■ **TASK DETAILS**
Report back each line of the records that contains the string "below".

Natural language region descriptions
○ ○ ○ ○ ○

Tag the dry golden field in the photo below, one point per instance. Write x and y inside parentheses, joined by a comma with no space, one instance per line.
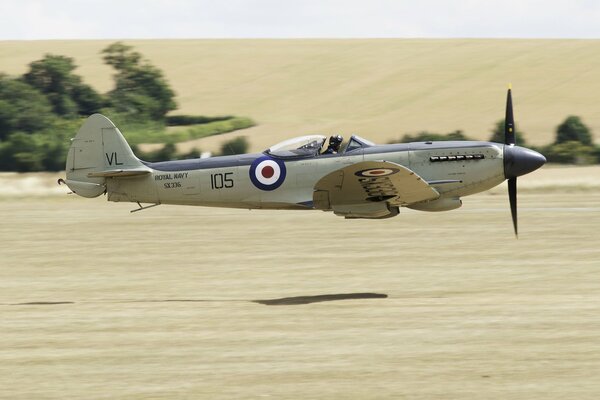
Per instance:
(379,89)
(198,303)
(98,303)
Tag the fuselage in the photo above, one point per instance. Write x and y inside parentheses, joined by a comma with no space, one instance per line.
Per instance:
(454,169)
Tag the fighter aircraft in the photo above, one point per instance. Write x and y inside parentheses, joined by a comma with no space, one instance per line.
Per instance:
(364,180)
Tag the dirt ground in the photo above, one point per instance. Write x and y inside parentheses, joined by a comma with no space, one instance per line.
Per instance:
(185,302)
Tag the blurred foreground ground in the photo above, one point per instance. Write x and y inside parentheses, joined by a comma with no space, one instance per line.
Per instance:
(96,302)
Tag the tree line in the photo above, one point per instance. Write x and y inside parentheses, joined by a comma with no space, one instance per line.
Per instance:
(41,109)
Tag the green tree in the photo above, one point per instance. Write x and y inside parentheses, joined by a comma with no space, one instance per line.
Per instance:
(238,145)
(53,75)
(573,129)
(22,108)
(140,88)
(498,135)
(571,152)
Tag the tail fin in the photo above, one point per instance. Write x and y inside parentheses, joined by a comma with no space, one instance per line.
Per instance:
(98,151)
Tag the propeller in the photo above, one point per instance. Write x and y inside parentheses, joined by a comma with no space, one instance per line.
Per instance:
(509,139)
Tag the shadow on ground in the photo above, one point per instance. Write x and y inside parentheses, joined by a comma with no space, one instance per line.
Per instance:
(292,301)
(284,301)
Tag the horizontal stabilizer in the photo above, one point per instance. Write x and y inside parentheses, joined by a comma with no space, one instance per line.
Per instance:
(116,173)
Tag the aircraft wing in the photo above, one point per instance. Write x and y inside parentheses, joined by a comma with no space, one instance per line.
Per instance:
(371,189)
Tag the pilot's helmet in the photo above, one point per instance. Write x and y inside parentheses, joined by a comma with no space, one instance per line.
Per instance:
(335,140)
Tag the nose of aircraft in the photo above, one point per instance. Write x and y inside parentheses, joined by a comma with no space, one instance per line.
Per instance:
(520,161)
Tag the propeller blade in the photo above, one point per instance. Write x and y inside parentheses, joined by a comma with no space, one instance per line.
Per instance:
(509,121)
(512,197)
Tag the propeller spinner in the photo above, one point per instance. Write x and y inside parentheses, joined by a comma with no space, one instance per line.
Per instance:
(517,160)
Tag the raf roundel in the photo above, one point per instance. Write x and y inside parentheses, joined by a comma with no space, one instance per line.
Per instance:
(267,173)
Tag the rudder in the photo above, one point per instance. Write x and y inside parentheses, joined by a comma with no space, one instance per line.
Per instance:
(99,147)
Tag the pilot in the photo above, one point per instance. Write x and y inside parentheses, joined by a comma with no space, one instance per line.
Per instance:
(334,144)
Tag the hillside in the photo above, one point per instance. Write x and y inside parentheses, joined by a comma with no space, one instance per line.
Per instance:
(380,89)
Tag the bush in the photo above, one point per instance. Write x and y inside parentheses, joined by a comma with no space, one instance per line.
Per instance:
(573,129)
(140,87)
(571,152)
(238,145)
(22,108)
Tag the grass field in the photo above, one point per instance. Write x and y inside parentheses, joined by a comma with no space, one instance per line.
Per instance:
(99,303)
(185,302)
(380,89)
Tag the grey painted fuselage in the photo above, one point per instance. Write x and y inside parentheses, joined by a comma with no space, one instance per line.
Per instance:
(454,169)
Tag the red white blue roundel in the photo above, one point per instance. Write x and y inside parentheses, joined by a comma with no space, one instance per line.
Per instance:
(267,173)
(376,172)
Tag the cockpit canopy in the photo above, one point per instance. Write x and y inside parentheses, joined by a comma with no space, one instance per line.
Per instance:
(310,146)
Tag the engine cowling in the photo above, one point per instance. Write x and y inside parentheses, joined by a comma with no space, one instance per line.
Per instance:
(445,204)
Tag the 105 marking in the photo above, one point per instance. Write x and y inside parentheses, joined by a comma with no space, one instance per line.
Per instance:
(220,181)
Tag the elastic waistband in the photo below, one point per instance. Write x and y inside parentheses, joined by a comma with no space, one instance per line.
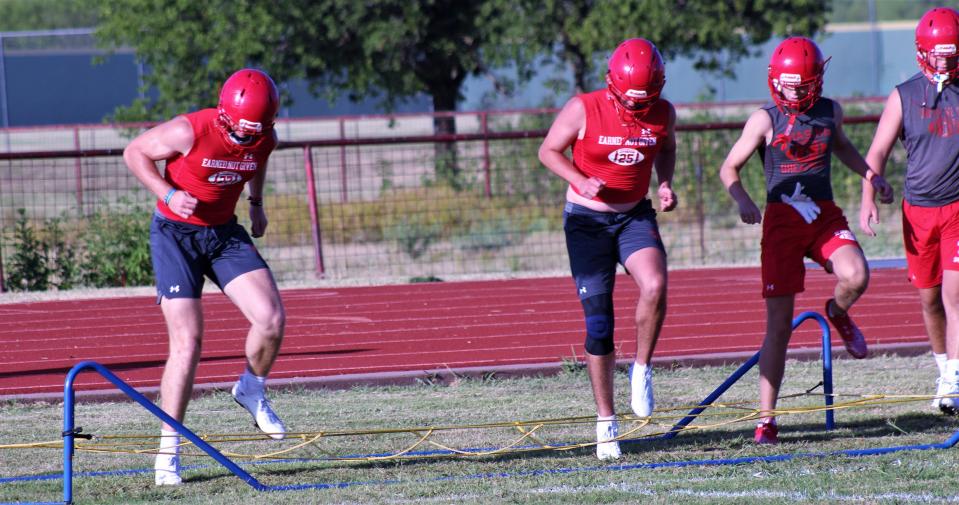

○ ○ ○ ○ ○

■ **ANSWER**
Tag the dry golden field in the photo below, one point per instance. Write x and y inside parentheses, joined by a comma with no space, one instance per line.
Tag the elastic waistband in the photo below, one point per instance. Write x and y inside parentheses, joined by a comma with no space, one instance per line.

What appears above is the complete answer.